(Pointing dataset excerpts)
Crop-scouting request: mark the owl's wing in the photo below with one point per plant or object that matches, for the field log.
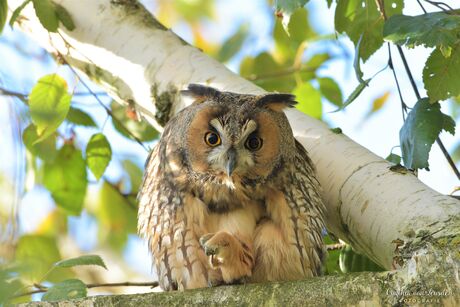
(162, 219)
(303, 195)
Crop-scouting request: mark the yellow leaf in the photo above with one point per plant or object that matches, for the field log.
(379, 102)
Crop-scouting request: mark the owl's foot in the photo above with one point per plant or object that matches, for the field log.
(230, 254)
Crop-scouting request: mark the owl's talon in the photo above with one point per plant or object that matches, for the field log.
(205, 239)
(229, 254)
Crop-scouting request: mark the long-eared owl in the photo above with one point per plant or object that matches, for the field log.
(230, 196)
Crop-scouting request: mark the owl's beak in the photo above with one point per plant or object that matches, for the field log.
(231, 161)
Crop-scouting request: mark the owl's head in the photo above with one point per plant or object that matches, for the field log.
(227, 136)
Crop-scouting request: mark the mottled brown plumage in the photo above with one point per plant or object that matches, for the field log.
(229, 195)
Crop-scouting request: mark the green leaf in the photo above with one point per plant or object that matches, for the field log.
(66, 290)
(233, 44)
(17, 11)
(82, 260)
(393, 158)
(46, 14)
(377, 104)
(351, 261)
(286, 45)
(38, 253)
(287, 8)
(332, 261)
(79, 117)
(421, 128)
(139, 129)
(117, 217)
(65, 178)
(98, 154)
(357, 91)
(361, 18)
(330, 90)
(3, 13)
(49, 103)
(64, 17)
(430, 30)
(309, 100)
(456, 153)
(440, 75)
(45, 150)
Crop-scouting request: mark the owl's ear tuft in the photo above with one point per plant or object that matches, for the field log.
(277, 102)
(200, 93)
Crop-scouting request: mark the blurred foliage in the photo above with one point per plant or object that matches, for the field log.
(55, 130)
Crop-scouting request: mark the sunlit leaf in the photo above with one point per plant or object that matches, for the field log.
(233, 44)
(65, 290)
(299, 31)
(309, 100)
(456, 153)
(9, 284)
(38, 253)
(3, 13)
(65, 178)
(351, 261)
(54, 224)
(140, 129)
(361, 19)
(64, 17)
(421, 128)
(17, 11)
(441, 75)
(98, 154)
(45, 150)
(286, 8)
(49, 103)
(379, 102)
(117, 217)
(331, 90)
(79, 117)
(46, 14)
(430, 30)
(82, 260)
(393, 158)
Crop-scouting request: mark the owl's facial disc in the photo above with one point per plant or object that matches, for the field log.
(235, 152)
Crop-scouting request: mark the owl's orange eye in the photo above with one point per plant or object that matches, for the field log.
(212, 139)
(253, 143)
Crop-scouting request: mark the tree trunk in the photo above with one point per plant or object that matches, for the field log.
(388, 215)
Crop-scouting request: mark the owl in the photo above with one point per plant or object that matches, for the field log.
(230, 196)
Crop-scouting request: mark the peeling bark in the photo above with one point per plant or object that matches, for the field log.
(382, 213)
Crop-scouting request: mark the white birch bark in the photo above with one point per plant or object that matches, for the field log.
(121, 46)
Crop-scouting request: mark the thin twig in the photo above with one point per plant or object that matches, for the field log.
(448, 157)
(409, 73)
(337, 246)
(107, 109)
(421, 6)
(417, 94)
(440, 5)
(43, 289)
(403, 104)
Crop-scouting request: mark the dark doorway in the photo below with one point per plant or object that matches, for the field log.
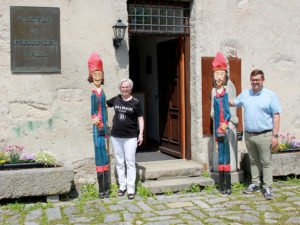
(157, 68)
(169, 97)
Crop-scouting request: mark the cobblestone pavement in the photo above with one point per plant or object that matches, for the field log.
(185, 208)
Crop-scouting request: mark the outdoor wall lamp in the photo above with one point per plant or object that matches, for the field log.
(119, 32)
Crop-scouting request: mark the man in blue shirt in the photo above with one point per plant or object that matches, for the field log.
(262, 120)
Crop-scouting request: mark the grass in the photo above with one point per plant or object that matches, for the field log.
(143, 191)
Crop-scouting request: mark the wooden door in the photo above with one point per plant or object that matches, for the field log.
(207, 85)
(170, 101)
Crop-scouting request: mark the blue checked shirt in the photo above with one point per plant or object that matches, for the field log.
(259, 109)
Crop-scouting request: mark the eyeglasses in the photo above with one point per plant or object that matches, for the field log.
(256, 80)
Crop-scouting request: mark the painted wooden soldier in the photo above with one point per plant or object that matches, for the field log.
(99, 118)
(220, 112)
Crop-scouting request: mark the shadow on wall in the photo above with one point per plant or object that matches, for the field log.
(210, 153)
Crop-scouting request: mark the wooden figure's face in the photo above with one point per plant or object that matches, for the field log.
(219, 77)
(97, 77)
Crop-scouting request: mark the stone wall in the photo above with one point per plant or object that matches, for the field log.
(51, 111)
(265, 35)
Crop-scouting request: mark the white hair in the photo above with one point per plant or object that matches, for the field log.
(130, 82)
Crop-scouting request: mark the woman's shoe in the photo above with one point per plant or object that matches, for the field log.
(131, 196)
(121, 193)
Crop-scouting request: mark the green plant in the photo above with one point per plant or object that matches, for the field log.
(4, 157)
(45, 157)
(237, 187)
(168, 192)
(114, 190)
(143, 191)
(210, 189)
(89, 191)
(286, 141)
(14, 152)
(205, 174)
(195, 188)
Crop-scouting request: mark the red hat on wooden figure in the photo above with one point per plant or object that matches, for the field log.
(219, 62)
(95, 62)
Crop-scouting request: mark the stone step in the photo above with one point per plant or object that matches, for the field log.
(176, 184)
(168, 169)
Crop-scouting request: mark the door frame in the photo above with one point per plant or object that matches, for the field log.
(185, 107)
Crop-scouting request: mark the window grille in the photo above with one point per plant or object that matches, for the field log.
(158, 19)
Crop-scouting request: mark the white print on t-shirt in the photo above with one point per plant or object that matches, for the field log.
(123, 108)
(122, 116)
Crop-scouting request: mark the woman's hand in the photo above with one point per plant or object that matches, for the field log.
(96, 121)
(140, 139)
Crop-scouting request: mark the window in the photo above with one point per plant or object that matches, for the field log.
(173, 19)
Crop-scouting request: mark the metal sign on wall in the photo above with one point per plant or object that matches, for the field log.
(35, 39)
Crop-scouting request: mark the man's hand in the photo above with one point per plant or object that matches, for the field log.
(274, 143)
(140, 139)
(96, 121)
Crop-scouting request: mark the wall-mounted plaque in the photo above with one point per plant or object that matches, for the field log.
(35, 39)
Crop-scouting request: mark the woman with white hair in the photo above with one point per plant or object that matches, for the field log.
(126, 135)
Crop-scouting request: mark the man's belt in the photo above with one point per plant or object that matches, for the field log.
(257, 133)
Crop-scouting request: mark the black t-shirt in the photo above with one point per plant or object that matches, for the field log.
(125, 122)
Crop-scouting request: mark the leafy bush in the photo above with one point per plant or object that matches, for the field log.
(45, 157)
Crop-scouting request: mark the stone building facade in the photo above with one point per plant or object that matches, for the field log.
(45, 111)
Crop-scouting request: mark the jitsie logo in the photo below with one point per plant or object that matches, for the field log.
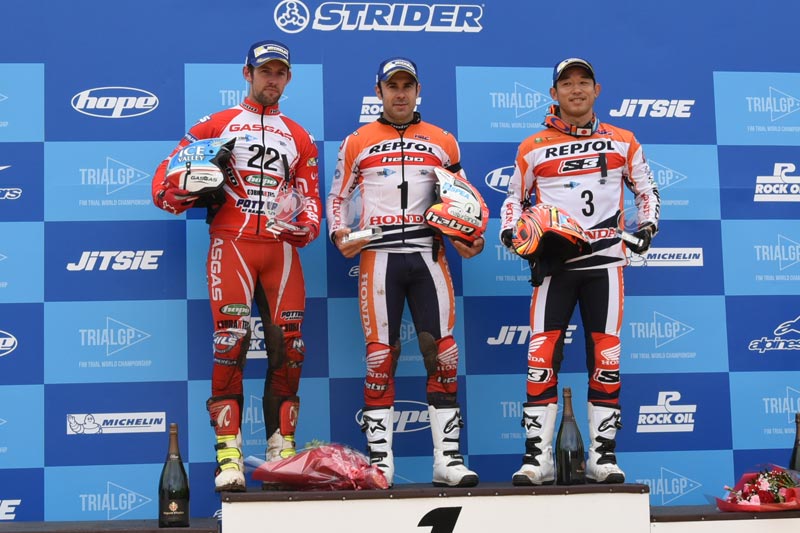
(114, 102)
(8, 343)
(778, 187)
(10, 193)
(117, 260)
(499, 178)
(8, 508)
(666, 417)
(654, 108)
(520, 334)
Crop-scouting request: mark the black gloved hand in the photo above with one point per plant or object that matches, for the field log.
(645, 236)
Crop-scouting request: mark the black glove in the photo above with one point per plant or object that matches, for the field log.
(645, 236)
(506, 236)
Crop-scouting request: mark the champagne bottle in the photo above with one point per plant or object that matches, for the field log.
(794, 462)
(173, 488)
(570, 459)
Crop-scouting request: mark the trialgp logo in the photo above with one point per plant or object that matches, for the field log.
(293, 16)
(114, 102)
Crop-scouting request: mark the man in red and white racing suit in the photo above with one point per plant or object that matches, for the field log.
(392, 161)
(581, 166)
(248, 263)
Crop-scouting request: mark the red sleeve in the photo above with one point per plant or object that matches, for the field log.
(306, 177)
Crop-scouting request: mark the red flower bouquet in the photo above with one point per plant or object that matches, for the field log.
(772, 489)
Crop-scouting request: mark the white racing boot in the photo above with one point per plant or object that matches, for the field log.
(378, 427)
(538, 466)
(448, 464)
(602, 464)
(224, 412)
(281, 444)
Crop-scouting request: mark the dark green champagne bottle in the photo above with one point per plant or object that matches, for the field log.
(794, 462)
(173, 488)
(570, 459)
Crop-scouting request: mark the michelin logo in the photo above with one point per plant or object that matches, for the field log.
(778, 187)
(665, 417)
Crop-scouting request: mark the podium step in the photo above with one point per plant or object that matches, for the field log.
(492, 507)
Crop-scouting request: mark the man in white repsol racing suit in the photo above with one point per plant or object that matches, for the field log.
(247, 263)
(581, 166)
(391, 161)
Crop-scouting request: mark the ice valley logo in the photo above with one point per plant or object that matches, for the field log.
(778, 187)
(666, 417)
(786, 337)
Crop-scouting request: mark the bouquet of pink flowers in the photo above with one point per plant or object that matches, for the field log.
(772, 489)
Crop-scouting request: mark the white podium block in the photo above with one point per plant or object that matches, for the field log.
(491, 507)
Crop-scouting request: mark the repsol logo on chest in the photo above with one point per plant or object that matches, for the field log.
(584, 147)
(114, 102)
(400, 145)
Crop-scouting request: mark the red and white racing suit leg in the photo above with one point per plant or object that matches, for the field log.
(601, 303)
(552, 304)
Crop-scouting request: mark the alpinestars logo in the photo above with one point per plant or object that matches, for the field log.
(779, 187)
(778, 104)
(670, 485)
(522, 99)
(663, 329)
(666, 417)
(409, 416)
(785, 252)
(778, 342)
(116, 501)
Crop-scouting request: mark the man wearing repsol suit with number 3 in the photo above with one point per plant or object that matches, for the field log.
(246, 261)
(393, 161)
(575, 172)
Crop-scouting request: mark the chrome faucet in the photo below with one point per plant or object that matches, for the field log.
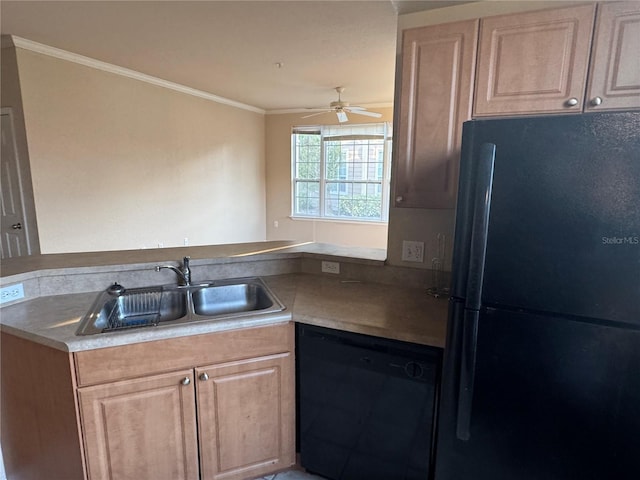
(184, 273)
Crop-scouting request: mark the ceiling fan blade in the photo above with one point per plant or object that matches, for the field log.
(317, 113)
(366, 113)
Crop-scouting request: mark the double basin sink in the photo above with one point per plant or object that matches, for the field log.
(117, 308)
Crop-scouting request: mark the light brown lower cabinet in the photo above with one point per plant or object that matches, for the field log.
(217, 406)
(141, 428)
(245, 410)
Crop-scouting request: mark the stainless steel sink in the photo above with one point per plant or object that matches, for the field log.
(119, 309)
(233, 298)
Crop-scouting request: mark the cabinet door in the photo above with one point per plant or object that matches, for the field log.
(436, 86)
(614, 81)
(534, 62)
(141, 428)
(246, 415)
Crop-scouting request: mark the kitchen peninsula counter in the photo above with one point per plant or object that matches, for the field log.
(401, 313)
(367, 297)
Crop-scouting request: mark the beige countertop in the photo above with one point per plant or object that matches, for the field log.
(389, 311)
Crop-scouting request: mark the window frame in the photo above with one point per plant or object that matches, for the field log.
(327, 133)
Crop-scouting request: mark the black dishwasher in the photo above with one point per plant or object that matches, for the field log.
(365, 405)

(Exercise requirements): Give again only the lines starting at the one that contains "Crop-scouting request: mark the kitchen" and running to the end of the data.

(Solution for this task):
Crop-scouting request: mark the kitchen peninsula counter in the photo above with one point per plant or object that matches, for the field log.
(401, 313)
(367, 297)
Crop-scouting request: mark the beige countertop in the photo above with one point per plant or object that matches, for the field log.
(389, 311)
Crop-scouting request: mark the window frame in the photo above with one point per plant or object that matches, for the field log.
(327, 133)
Crop-scouting request: mark the black dishwasher in the photo above with one point per plant or object that matches, for the field log.
(365, 405)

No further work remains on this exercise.